→ Provided passage:
-- -- --
The efficacy of obtaining routine cephalometric and dental radiographs has been a concern of the orthodontic specialty and the dental profession. The U.S. Food and Drug Administration's guidelines to lessen the dental radiation exposure to the public was confirmed and supported by a 1995 study published in the Journal of the American Dental Association.13 The British Orthodontic Society published guidelines for radiographs used in orthodontic diagnosis,14 and they were discussed by the editor of the American Journal of Orthodontics and Dentofacial Orthodedics (AJODO)15 and later criticized by a letter to the editor.16 A study published in 2008 concerning radiation organ dosage from routine orthodontic care concluded that it does increase the radiation burden of those patients.17

An article that used a phantom-head to measure radiation dosage to glands in the head and neck region, concluded that lateral and PA (posterior-anterior) head films delivered levels of radiation much lower than standard dental radiographs.18 A follow-up study by the same authors stated that the responsible use of cephalometric radiographics adds very little to the patient's carcinogenic burden.19 Another phantom-head study by Freeman and Brand20 found that the radiation exposure from a lateral cephalogram to the eye and the parotid and thyroid glands was far less than from a panoramic and bitewing series. A radiation burden from the routine lateral cephalometric head film is obviously present. The ultimate degree of consequence to the patient is still ambiguous within the literature. Therefore, it is important that the orthodontist obtain radiographic images when there is a need for those images to help achieve an appropriate diagnosis or to evaluate posttreatment changes.

Recently in the orthodontic literature there has been a dialogue concerning the responsibility of the observer of a radiographic image to detect incidental findings. The topic of observer responsibility has come to the forefront with the advent of cone-beam computed tomography (CBCT) with editorials24,25 and letters to the AJODO editor.26,27 Also, there have been several recent articles that address the issue of the radiographic observer's responsibility to detect incidental findings.7,8,26–28

The intention of this study is not to debate the efficacy of cephalometric radiographs in orthodontics. It is to provide information on the frequency of orthodontists discovering significant, potentially life-affecting head and neck pathologies on lateral cephalograms. The point can be made that if a cephalogram had not been taken, any existing pathology could have been undetected. This study should contribute additional information to the debate by the orthodontic specialty on the issue of appropriate use of radiographs in orthodontics. Additionally, this study reinforces the responsibility of each orthodontist to personally and thoroughly evaluate each radiographic image that they obtain on a patient.

As with so many studies, many questions arise that require further study. Examples of questions that could be explored are as follows: (1) What percentage of orthodontists delegate tracings? (2) What percentage of orthodontists use computer-generated tracings from anatomic points placed on the digital head film? (3) How often do orthodontists personally review the radiographic images they prescribe? (4) At what stage within a practice career did an orthodontist discover a pathology?

CONCLUSIONS

• Of the responding orthodontists in this sample, 49.3% had discovered one or more potentially life-affecting pathologies on lateral cephalograms of their patients during their careers to date. This would imply that about 50% of all orthodontists would likely discover a significant pathology at some point in their career.

• Only a 0.02% frequency of significant pathologies was discovered in the more than 1.3 million orthodontic patient population of this study's sample.

• Even though the frequency of discovering a radiographic pathology becomes greater with increasing numbers of patients, statistical allowance for the increased numbers reveals that a younger group of orthodontists would have a higher rate of discovery than an older group of orthodontists.

• Musculoskeletal pathologies were the most common grouping of pathologies observed. The glandular group was second; in particular, an enlarged sella turcica from pituitary adenoma was the most common glandular tissue pathology.
-- -- --
→ Information provided:
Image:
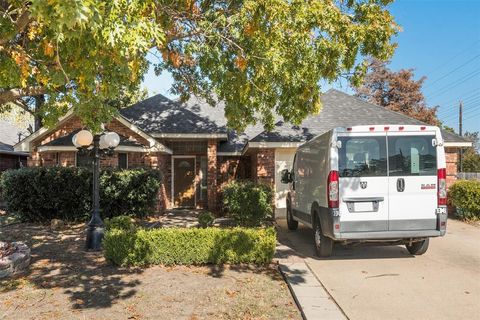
-- -- --
→ Task requirements: From the passage on orthodontic radiographs, copy word for word the stretch running from "CONCLUSIONS" to "group of orthodontists.".

→ Response area:
CONCLUSIONS

• Of the responding orthodontists in this sample, 49.3% had discovered one or more potentially life-affecting pathologies on lateral cephalograms of their patients during their careers to date. This would imply that about 50% of all orthodontists would likely discover a significant pathology at some point in their career.

• Only a 0.02% frequency of significant pathologies was discovered in the more than 1.3 million orthodontic patient population of this study's sample.

• Even though the frequency of discovering a radiographic pathology becomes greater with increasing numbers of patients, statistical allowance for the increased numbers reveals that a younger group of orthodontists would have a higher rate of discovery than an older group of orthodontists.